Direction
Please copy all the lines that follow, word for word.

Exercise inputs
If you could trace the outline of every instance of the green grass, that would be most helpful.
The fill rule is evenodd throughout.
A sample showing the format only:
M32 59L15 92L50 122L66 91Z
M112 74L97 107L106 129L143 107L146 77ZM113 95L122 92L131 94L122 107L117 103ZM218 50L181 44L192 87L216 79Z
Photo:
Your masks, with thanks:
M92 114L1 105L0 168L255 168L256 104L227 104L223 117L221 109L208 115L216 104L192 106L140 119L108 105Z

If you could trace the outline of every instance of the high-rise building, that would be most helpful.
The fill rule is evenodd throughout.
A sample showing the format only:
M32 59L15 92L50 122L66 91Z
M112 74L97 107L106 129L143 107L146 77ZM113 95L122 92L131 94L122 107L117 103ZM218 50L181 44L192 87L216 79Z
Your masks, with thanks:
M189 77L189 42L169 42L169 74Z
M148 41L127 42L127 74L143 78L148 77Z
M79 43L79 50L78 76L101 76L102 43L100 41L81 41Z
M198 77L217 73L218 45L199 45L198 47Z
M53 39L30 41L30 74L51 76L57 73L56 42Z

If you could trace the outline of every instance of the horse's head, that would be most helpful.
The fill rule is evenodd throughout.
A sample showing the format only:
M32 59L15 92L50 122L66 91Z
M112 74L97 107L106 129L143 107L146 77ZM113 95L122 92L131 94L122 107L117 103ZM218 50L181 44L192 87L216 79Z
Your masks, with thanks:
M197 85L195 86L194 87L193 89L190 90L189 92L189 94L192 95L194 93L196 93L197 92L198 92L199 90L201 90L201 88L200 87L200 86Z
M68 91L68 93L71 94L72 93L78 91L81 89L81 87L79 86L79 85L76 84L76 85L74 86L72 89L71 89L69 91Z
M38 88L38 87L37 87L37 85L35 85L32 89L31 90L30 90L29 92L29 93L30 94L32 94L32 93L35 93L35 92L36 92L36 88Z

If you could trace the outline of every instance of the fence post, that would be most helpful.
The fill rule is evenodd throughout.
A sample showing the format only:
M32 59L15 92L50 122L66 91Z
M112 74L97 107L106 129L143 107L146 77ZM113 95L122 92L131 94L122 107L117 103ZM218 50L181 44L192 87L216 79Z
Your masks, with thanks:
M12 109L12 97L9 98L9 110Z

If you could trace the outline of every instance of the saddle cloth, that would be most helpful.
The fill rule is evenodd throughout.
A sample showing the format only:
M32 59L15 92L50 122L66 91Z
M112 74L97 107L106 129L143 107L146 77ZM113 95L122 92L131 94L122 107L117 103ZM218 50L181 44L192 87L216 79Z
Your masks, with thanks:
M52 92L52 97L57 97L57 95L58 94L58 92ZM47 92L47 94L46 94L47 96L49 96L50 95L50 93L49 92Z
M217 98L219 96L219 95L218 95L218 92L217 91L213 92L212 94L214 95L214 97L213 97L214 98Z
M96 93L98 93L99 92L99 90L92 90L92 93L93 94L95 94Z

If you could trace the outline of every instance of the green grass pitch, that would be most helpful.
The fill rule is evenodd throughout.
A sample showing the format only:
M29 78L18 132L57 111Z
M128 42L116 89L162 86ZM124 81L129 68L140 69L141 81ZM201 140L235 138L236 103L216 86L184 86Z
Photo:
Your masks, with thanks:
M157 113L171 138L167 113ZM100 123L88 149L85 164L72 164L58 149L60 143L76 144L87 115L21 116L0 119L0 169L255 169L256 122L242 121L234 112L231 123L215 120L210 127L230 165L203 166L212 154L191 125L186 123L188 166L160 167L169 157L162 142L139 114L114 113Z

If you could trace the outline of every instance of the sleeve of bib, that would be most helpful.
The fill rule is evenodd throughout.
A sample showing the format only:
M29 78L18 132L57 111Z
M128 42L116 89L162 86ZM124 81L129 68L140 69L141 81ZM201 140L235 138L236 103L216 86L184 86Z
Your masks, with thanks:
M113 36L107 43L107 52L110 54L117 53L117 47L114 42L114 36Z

Solution to this problem
If you could trace the outline of every instance of the green grass, that would be most helpful.
The fill rule is evenodd throughout.
A sample showing the format only:
M32 59L15 92L50 122L66 91Z
M112 74L97 107L106 129L143 107L146 77ZM113 95L122 92L131 94L122 107L117 103ZM218 50L181 44L192 87L216 79Z
Photo:
Your masks, with thanks:
M92 114L1 105L0 168L255 168L256 104L227 104L223 117L221 109L208 115L216 104L192 106L140 119L108 105Z

If you could trace the outline of every instance of the high-rise building, that would be most helpful.
The fill rule is evenodd throughout.
A sample showing the format only:
M32 59L15 92L50 122L66 91Z
M112 74L97 107L106 129L143 107L146 77ZM113 95L122 92L131 94L122 107L117 103ZM218 50L181 44L192 87L216 79Z
Your masks, with thanks:
M189 77L189 42L169 42L169 74Z
M148 41L127 42L127 74L143 78L148 77Z
M79 43L79 50L78 76L101 76L102 43L100 41L81 41Z
M198 77L217 73L218 45L199 45L198 47Z
M53 39L30 41L30 74L51 76L57 73L56 42Z

If you could trace the outline of every instance of the horse's head, that would be most helpful.
The fill rule is evenodd throughout.
A sample showing the format only:
M32 59L15 92L50 122L66 91Z
M112 74L97 107L106 129L143 107L146 77ZM113 95L122 92L131 94L122 107L117 103ZM218 50L181 44L192 87L216 79Z
Your masks, with thanks:
M197 85L195 86L194 87L193 89L190 90L189 92L189 94L192 95L194 93L196 93L197 92L198 92L199 90L201 90L201 88L200 87L200 86Z
M68 91L68 93L71 94L72 93L78 91L81 89L81 87L79 86L79 85L76 84L76 85L74 86L72 89L71 89L69 91Z
M38 88L38 87L37 87L37 85L35 85L32 89L31 90L30 90L29 92L29 93L30 94L32 94L32 93L35 93L35 92L36 92L36 88Z

If you could trace the outline of every instance of the fence post, that would be most helpful.
The fill rule is evenodd throughout.
A sample showing the format only:
M32 59L15 92L50 122L66 91Z
M112 74L97 107L106 129L143 107L146 77ZM113 95L122 92L131 94L122 107L117 103ZM218 50L181 44L192 87L216 79Z
Your masks, with thanks:
M12 109L12 97L9 98L9 110Z

If you could trace the outline of every instance of the saddle cloth, that would be most helpful.
The fill rule is evenodd throughout.
A sample showing the format only:
M32 59L15 92L50 122L66 91Z
M112 74L97 107L106 129L143 107L146 77ZM113 95L122 92L131 94L122 107L117 103ZM218 50L181 44L192 87L216 79Z
Your masks, with thanks:
M52 92L52 97L57 97L57 95L58 94L58 92ZM47 92L47 94L46 94L47 96L49 96L50 95L50 93L49 92Z
M217 98L219 96L219 95L218 95L218 92L217 91L213 92L212 94L214 95L214 97L213 97L214 98Z
M96 93L98 93L99 92L99 90L92 90L92 93L93 94L95 94Z

If you could trace the outline of every instance of the green grass pitch, that would be most helpful.
The fill rule is evenodd throughout.
A sample showing the format only:
M29 78L18 132L57 111Z
M128 42L116 89L162 86ZM124 81L129 68L140 69L141 81ZM201 140L235 138L236 103L216 86L184 86Z
Photo:
Your masks, with thanks:
M157 113L171 138L167 113ZM100 123L88 149L85 164L72 164L58 149L60 143L76 144L87 115L21 116L0 119L0 169L255 169L256 122L242 121L234 112L231 123L215 120L210 127L230 165L203 166L212 154L191 125L186 123L188 166L160 167L169 157L162 142L139 114L114 113Z

If you could trace the outline of every instance of the sleeve of bib, that would be most helpful.
The fill rule is evenodd throughout.
A sample showing the format only:
M29 78L18 132L57 111Z
M128 42L116 89L162 86ZM124 81L129 68L140 69L141 81ZM201 140L235 138L236 103L216 86L184 86Z
Your masks, with thanks:
M113 36L107 43L107 52L110 54L117 53L117 47L114 42L114 36Z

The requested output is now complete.